*Data for this task*.
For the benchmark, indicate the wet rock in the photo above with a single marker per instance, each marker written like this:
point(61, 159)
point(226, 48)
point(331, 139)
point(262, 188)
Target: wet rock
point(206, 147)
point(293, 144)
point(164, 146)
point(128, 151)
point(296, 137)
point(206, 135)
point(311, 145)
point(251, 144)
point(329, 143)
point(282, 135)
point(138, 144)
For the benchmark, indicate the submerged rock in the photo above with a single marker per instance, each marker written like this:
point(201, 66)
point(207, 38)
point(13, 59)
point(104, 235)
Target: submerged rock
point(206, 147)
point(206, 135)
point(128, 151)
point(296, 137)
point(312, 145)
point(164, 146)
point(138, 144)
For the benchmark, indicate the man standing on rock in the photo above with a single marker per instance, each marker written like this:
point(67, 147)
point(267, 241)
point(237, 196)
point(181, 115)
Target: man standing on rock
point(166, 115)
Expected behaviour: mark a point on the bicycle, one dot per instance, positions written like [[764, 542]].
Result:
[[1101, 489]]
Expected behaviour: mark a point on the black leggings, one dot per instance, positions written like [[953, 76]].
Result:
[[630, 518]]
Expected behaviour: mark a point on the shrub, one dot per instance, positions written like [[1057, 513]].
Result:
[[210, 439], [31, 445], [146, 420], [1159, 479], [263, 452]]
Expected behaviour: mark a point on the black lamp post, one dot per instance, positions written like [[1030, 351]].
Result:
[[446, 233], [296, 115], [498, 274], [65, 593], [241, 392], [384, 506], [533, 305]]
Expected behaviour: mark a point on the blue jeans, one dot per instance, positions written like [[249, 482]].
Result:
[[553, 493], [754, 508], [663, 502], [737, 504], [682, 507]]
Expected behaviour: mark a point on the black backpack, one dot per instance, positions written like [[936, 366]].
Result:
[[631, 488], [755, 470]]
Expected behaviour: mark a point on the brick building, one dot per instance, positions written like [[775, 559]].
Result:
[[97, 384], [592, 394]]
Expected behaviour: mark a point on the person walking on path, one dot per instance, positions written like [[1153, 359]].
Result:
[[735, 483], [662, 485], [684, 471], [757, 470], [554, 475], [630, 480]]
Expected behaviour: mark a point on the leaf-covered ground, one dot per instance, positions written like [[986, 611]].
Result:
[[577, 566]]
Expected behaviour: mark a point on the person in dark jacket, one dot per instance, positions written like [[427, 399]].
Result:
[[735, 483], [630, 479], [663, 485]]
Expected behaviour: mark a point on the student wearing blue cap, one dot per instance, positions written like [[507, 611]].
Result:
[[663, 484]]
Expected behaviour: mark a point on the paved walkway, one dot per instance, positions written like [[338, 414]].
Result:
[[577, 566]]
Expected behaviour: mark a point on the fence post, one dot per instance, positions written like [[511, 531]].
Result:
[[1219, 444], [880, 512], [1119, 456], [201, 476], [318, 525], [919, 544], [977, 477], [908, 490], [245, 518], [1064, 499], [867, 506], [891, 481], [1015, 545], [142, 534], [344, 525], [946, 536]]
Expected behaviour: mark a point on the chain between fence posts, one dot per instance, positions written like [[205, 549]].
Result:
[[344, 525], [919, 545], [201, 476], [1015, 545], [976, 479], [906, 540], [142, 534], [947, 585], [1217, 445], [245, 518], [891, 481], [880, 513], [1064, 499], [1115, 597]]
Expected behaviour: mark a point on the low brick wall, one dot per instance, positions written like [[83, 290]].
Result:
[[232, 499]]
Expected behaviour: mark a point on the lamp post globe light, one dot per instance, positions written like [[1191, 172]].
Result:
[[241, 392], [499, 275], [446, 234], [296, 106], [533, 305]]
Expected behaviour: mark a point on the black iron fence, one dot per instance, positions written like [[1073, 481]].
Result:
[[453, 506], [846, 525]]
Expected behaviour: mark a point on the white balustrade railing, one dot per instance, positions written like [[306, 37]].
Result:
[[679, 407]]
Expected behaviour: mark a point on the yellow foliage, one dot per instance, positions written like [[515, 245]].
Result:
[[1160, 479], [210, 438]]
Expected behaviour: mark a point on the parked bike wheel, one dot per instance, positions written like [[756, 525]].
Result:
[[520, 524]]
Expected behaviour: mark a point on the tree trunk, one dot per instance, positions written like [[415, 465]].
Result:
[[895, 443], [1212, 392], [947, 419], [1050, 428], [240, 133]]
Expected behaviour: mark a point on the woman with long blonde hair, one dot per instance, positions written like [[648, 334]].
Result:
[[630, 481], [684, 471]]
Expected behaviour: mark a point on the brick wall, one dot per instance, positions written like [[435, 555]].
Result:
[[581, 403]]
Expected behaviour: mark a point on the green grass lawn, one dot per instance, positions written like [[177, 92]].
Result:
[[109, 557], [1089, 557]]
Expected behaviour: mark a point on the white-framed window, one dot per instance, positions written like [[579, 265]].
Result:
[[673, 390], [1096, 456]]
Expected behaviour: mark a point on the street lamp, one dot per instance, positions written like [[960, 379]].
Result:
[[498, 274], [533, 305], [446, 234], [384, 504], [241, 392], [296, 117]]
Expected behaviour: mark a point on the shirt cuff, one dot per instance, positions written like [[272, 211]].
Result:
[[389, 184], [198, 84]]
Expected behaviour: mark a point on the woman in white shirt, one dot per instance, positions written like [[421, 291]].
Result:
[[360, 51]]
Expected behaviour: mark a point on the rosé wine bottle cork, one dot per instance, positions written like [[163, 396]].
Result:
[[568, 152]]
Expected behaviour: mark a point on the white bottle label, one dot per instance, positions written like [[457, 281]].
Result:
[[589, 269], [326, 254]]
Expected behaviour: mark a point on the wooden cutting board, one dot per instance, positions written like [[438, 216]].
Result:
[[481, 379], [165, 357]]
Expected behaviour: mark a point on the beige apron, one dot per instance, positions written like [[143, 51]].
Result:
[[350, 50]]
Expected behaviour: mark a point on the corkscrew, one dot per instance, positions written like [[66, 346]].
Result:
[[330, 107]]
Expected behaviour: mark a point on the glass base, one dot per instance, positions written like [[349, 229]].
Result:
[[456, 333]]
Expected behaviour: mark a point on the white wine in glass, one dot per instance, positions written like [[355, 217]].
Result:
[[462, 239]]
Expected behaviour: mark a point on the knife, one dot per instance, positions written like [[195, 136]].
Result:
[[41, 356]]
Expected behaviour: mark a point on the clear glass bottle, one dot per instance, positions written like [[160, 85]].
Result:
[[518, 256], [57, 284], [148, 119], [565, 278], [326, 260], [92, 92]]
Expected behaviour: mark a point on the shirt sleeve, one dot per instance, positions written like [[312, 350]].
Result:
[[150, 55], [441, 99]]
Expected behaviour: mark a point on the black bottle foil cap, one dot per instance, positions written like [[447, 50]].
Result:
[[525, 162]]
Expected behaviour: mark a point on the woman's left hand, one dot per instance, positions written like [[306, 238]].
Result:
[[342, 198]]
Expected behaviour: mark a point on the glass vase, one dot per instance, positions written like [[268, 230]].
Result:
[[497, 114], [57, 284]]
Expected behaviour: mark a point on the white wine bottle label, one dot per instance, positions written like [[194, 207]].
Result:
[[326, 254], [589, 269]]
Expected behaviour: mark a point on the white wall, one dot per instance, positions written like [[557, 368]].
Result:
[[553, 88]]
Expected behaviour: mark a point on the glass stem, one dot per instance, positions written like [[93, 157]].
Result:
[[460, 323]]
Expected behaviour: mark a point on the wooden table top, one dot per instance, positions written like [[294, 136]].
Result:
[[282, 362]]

*Instructions for the task*.
Output every line of the data above as a numbered list, omitting any blank lines.

*Correct response*.
1. For the benchmark, indicate the wet rock in the photo above with a single marker per instance, each marker written like this:
2. point(61, 159)
3. point(226, 48)
4. point(331, 139)
5. point(262, 188)
6. Target: wet rock
7. point(206, 147)
8. point(293, 144)
9. point(164, 146)
10. point(128, 151)
11. point(296, 137)
12. point(206, 135)
13. point(311, 145)
14. point(251, 144)
15. point(329, 143)
16. point(282, 135)
17. point(138, 144)
18. For the benchmark, indicate the submerged rock in the photo above with a single marker per instance, each marker written like this:
19. point(201, 66)
20. point(207, 38)
21. point(13, 59)
22. point(104, 235)
23. Target: submerged rock
24. point(206, 147)
25. point(206, 135)
26. point(128, 151)
27. point(296, 137)
28. point(312, 145)
29. point(164, 146)
30. point(138, 144)
31. For the benchmark, indicate the man standing on rock in the photo above with a single marker per instance, each marker written like this:
32. point(67, 147)
33. point(267, 241)
34. point(237, 196)
35. point(181, 115)
36. Target: man standing on rock
37. point(166, 115)
38. Expected behaviour: mark a point on the bicycle, one dot per instance, positions written like [[764, 542]].
39. Result:
40. [[1101, 489]]
41. Expected behaviour: mark a point on the black leggings, one dot per instance, positions written like [[953, 76]].
42. Result:
43. [[630, 518]]
44. Expected behaviour: mark a point on the shrub, one dot per instance, positions written like [[1057, 513]].
45. Result:
46. [[210, 439], [31, 445], [146, 420], [1159, 479], [263, 452]]
47. Expected behaviour: mark a point on the black lamp post, one dot per instance, positions written like [[1030, 351]].
48. Result:
49. [[446, 233], [296, 115], [498, 274], [65, 593], [241, 392], [384, 506], [533, 305]]
50. Expected behaviour: mark a point on the blue jeans, one dot per instance, positions written like [[249, 482]].
51. Result:
52. [[553, 493], [754, 508], [663, 502], [737, 504], [682, 507]]
53. Expected behaviour: mark a point on the black backpack, one dot per instance, positions written like [[936, 366]].
54. Result:
55. [[631, 488], [755, 470]]
56. Expected behaviour: mark a point on the brick building, one dot per instance, positions written like [[775, 559]].
57. Result:
58. [[97, 384], [592, 394]]
59. Expected behaviour: mark a point on the person walking on path, one dot per instance, positions written like [[1153, 359]].
60. Result:
61. [[735, 483], [662, 485], [684, 471], [757, 470], [554, 475], [630, 480]]
62. Expected behaviour: mark a point on the leaf-covered ground, one dot per instance, positions written like [[986, 611]].
63. Result:
64. [[577, 566]]
65. Expected behaviour: mark a point on the person in dark jacket, one dot per instance, positions written like [[427, 399]].
66. Result:
67. [[735, 483], [630, 479], [663, 485]]
68. Expected behaviour: mark a point on the student wearing blue cap, one dot per instance, positions written like [[507, 611]].
69. Result:
70. [[663, 484]]
71. Expected behaviour: mark a point on the paved walkway, one dot per instance, positions written like [[338, 414]].
72. Result:
73. [[577, 566]]
74. Expected behaviour: mark a point on the fence post, one dot per instance, positions written like [[511, 531]].
75. Result:
76. [[1219, 444], [880, 512], [1119, 456], [201, 476], [318, 525], [919, 544], [977, 477], [908, 490], [245, 518], [1064, 499], [867, 506], [891, 481], [1015, 545], [142, 534], [344, 525], [946, 536]]
77. Expected behaviour: mark a point on the chain between fence posts, one dot per instance, positions written like [[205, 549]].
78. Result:
79. [[344, 525], [919, 545], [201, 476], [1015, 545], [976, 479], [906, 540], [142, 534], [947, 585], [1217, 445], [245, 518], [891, 481], [880, 513], [1064, 499], [1115, 597]]
80. Expected behaviour: mark a point on the low brick wall, one dot per instance, positions written like [[83, 290]].
81. Result:
82. [[232, 499]]
83. Expected behaviour: mark a point on the lamp post globe light, one dot per instance, positions written like [[1191, 172]].
84. Result:
85. [[241, 392], [499, 275], [446, 234], [296, 106], [533, 305]]
86. Expected behaviour: mark a point on the black iron fence, one dot per instance, positions written like [[1073, 481]].
87. Result:
88. [[453, 506], [846, 525]]
89. Expected behaviour: mark a point on the white balustrade railing, one dot per instance, positions written like [[306, 37]].
90. Result:
91. [[679, 407]]
92. Expected behaviour: mark a point on the yellow foliage, one dot per instance, positions written like [[515, 245]].
93. Result:
94. [[1160, 479], [210, 438]]
95. Expected behaviour: mark a point on the parked bike wheel, one dot per instance, positions written like [[756, 525]].
96. Result:
97. [[520, 524]]
98. Expected behaviour: mark a point on the tree trunk, one dot per instance, positions written like [[415, 465]].
99. Result:
100. [[895, 443], [1212, 392], [947, 419], [1050, 428], [240, 133]]
101. Expected behaviour: mark a point on the woman with long blonde hair, one dot per instance, positions written like [[648, 334]].
102. Result:
103. [[630, 481], [684, 471]]
104. Expected behaviour: mark a point on the brick wall, one dot per instance, positions written like [[435, 555]].
105. Result:
106. [[581, 403]]
107. Expected behaviour: mark a point on the green grass lawn, one dot per instance, positions written like [[177, 92]].
108. Result:
109. [[109, 557], [1089, 557]]
110. Expected behaviour: mark a point on the white-framed window, one dot per instance, positions written like [[579, 265]].
111. Result:
112. [[673, 390], [1096, 456]]
113. Expected behaviour: mark a point on the street lamp, one dot per instance, positions written like [[960, 379]].
114. Result:
115. [[498, 274], [533, 305], [446, 234], [384, 504], [241, 392], [296, 117]]
116. Expected behaviour: mark a point on the shirt cuff, one dot per instance, positions written like [[272, 211]].
117. Result:
118. [[389, 184], [198, 84]]
119. Expected behaviour: mark a point on the woman in white shirt, one dot per instance, positions written like [[421, 291]].
120. Result:
121. [[360, 51]]
122. Expected behaviour: mark a point on the rosé wine bottle cork, one dot per instance, positions written like [[163, 396]].
123. Result:
124. [[568, 152]]
125. Expected behaviour: mark a point on the white bottle label, one dot per instance, positions written like [[457, 281]].
126. Result:
127. [[589, 269], [326, 254]]
128. Expected behaviour: mark a point on the wooden cutting board, one dot per instance, positions written like [[438, 216]].
129. Result:
130. [[481, 379], [165, 357]]
131. Expected behaviour: mark a point on the beige apron, one dot per instance, positions written like [[143, 51]].
132. Result:
133. [[350, 50]]
134. Expected behaviour: mark a point on the corkscrew, one dot per instance, positions written like [[66, 346]].
135. Result:
136. [[330, 107]]
137. Expected behaviour: mark a point on the glass base, one dot per instance, positions written like [[349, 229]].
138. Result:
139. [[456, 333]]
140. Expected behaviour: mark a point on the white wine in glass, one dot per instance, positions written like [[355, 217]].
141. Result:
142. [[462, 239]]
143. Expected behaviour: mark a point on the knife, one dot per instance, positions written like [[195, 136]].
144. Result:
145. [[41, 356]]
146. Expected behaviour: mark a point on the clear glass bottle, one dot per instance, positions written like [[160, 85]].
147. Result:
148. [[518, 256], [57, 284], [148, 119], [565, 278], [326, 260], [92, 92]]
149. Expected behaviour: mark a point on the shirt sleeve, one dot per instance, positions written like [[312, 350]].
150. Result:
151. [[150, 55], [441, 99]]
152. Expected behaviour: mark a point on the black bottle foil cap, one dot per instance, positions written like [[447, 50]].
153. Result:
154. [[525, 162]]
155. Expected behaviour: mark a point on the woman's left hand, one dot per instance, positions written like [[306, 238]].
156. Result:
157. [[342, 198]]
158. Expected behaviour: mark a point on the glass vase, one dot per instance, positions written like [[268, 230]].
159. Result:
160. [[497, 114], [57, 284]]
161. Expected behaviour: mark a point on the white wine bottle label, one dot per instance, positions written like [[194, 207]].
162. Result:
163. [[326, 254], [589, 269]]
164. Expected behaviour: mark a point on the white wall, one dot per instance, positions written like [[557, 368]].
165. Result:
166. [[553, 88]]
167. Expected behaviour: mark a point on the glass stem, one dot per instance, positions written like [[93, 157]].
168. Result:
169. [[460, 323]]
170. Expected behaviour: mark a point on the wooden table top, one dot per instance, positions written like [[294, 136]].
171. Result:
172. [[282, 362]]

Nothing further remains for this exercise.